# Records for this exercise start
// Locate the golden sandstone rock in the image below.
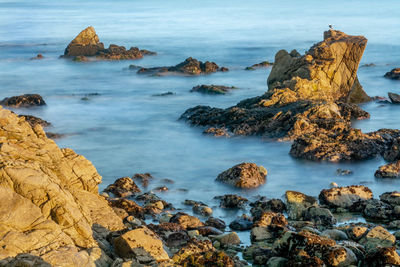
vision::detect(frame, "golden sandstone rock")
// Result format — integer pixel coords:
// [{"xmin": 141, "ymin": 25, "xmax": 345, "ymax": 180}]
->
[{"xmin": 0, "ymin": 105, "xmax": 123, "ymax": 266}]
# Records for this exercise end
What the exercise asks: Rewrite the entry above with every instance of "golden sandstone rock" changed to "weathered granite boulder", keeping everything else the same, and omit the picture.

Response to the exercise:
// Locate the weathered granite boulder in the image below.
vision::detect(frame, "weathered granite boulder")
// Result format — integer pixel coords:
// [{"xmin": 141, "ymin": 25, "xmax": 345, "ymax": 180}]
->
[{"xmin": 0, "ymin": 105, "xmax": 123, "ymax": 266}]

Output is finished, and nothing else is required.